Embed With Elliot: Microcontroller Makefiles

Last time on Embed with Elliot, I began my celebration of the make command’s 40th birthday next month. We discussed using the default rules and how to augment them with your own variables defined in a makefile. Next, I’ll walk you through some makefiles that can be used for real-world microcontroller code development. This week, we’ll focus on one for the AVR platform, and later on, I’ll run through a slightly more complicated version for the ST32M series of ARM Cortex micros.

Along the way, we’ll pick up a couple of tricks, but the aim is to keep the makefiles minimal, readable, and easily extensible. Once you get a little taste of the power of writing your own makefiles, you probably won’t be able to stop adding bells and whistles — custom routines for flashing, checking the size of binaries, generating assembly listings, etc. I’ll leave the extras up to you, but you’ll eventually find that anything you do can be automated with a makefile.

Dataset extract.
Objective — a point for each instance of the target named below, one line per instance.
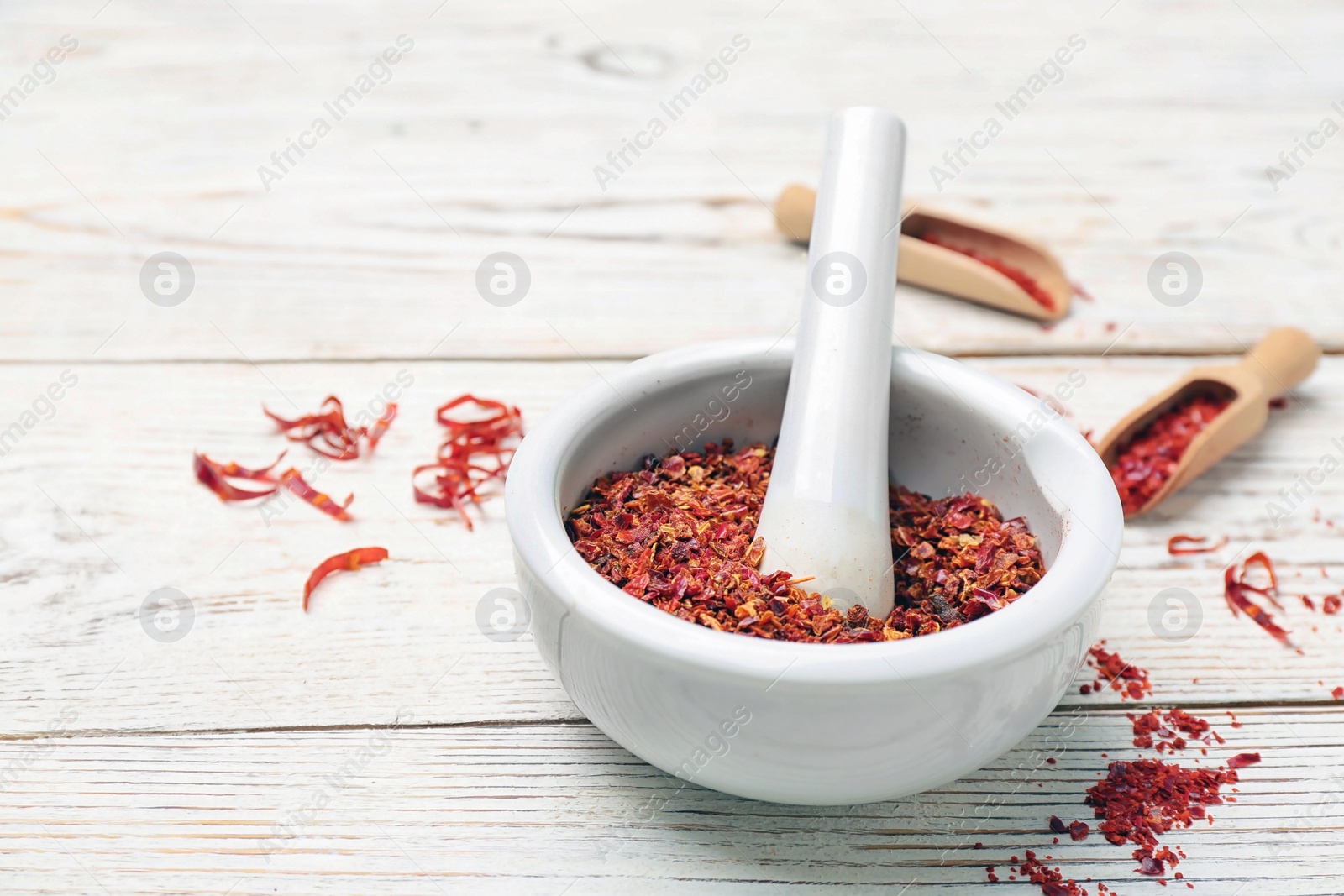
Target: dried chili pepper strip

Aim of the exercise. Reproduce the makefile article word for word, starting with "Along the way, we’ll" and going on through "with a makefile.". The material above is separate from the makefile article.

Worked answer.
Along the way, we’ll pick up a couple of tricks, but the aim is to keep the makefiles minimal, readable, and easily extensible. Once you get a little taste of the power of writing your own makefiles, you probably won’t be able to stop adding bells and whistles — custom routines for flashing, checking the size of binaries, generating assembly listings, etc. I’ll leave the extras up to you, but you’ll eventually find that anything you do can be automated with a makefile.